### About this exercise
Count the lines in the entries that contain "below". Say the number and nothing more.

### Data section
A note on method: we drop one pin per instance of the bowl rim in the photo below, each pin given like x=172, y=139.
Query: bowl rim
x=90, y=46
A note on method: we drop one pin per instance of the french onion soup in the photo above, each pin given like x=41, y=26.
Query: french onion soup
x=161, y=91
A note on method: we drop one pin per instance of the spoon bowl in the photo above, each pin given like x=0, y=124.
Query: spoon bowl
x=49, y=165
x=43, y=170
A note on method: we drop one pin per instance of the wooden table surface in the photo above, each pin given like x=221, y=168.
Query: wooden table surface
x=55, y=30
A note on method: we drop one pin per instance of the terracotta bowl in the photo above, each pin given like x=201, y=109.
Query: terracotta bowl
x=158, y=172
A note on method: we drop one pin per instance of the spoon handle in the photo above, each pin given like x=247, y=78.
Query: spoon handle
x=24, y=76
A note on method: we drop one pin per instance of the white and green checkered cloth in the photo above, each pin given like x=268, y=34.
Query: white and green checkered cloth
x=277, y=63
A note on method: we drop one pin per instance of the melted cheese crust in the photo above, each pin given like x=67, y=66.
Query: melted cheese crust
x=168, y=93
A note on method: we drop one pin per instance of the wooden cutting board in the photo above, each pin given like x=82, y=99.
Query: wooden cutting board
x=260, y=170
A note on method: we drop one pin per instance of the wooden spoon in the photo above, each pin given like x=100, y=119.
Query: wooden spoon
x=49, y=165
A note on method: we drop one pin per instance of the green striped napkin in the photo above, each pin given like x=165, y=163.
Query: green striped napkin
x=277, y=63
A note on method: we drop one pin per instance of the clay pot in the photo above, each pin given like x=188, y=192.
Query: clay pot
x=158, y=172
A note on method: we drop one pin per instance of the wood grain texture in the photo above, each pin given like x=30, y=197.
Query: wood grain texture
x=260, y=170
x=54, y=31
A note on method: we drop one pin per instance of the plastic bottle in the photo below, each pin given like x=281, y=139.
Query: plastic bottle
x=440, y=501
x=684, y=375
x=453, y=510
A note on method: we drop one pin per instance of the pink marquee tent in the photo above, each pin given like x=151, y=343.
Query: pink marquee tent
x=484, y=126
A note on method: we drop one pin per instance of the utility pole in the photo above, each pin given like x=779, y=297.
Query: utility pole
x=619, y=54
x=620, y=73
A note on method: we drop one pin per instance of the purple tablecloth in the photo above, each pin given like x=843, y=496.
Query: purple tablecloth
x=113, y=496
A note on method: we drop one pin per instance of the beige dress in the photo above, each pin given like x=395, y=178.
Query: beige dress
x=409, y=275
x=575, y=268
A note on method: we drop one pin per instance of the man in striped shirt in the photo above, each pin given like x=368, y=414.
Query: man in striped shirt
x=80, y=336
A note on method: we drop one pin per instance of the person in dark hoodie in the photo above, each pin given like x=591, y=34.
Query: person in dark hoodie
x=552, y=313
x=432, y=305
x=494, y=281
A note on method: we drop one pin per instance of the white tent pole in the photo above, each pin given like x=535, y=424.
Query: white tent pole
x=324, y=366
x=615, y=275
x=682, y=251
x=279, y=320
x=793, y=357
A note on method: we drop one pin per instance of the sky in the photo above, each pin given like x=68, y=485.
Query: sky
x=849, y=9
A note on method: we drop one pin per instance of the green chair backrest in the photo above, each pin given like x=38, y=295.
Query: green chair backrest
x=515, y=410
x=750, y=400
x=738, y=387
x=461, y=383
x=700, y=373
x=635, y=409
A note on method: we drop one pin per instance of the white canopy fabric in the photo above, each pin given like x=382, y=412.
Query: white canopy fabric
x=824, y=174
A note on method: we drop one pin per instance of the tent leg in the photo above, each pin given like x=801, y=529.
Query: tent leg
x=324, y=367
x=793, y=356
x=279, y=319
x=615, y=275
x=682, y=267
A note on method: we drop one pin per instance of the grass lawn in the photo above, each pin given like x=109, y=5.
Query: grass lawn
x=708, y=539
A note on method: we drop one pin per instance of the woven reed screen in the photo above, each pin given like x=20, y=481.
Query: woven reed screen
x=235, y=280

### Response area
2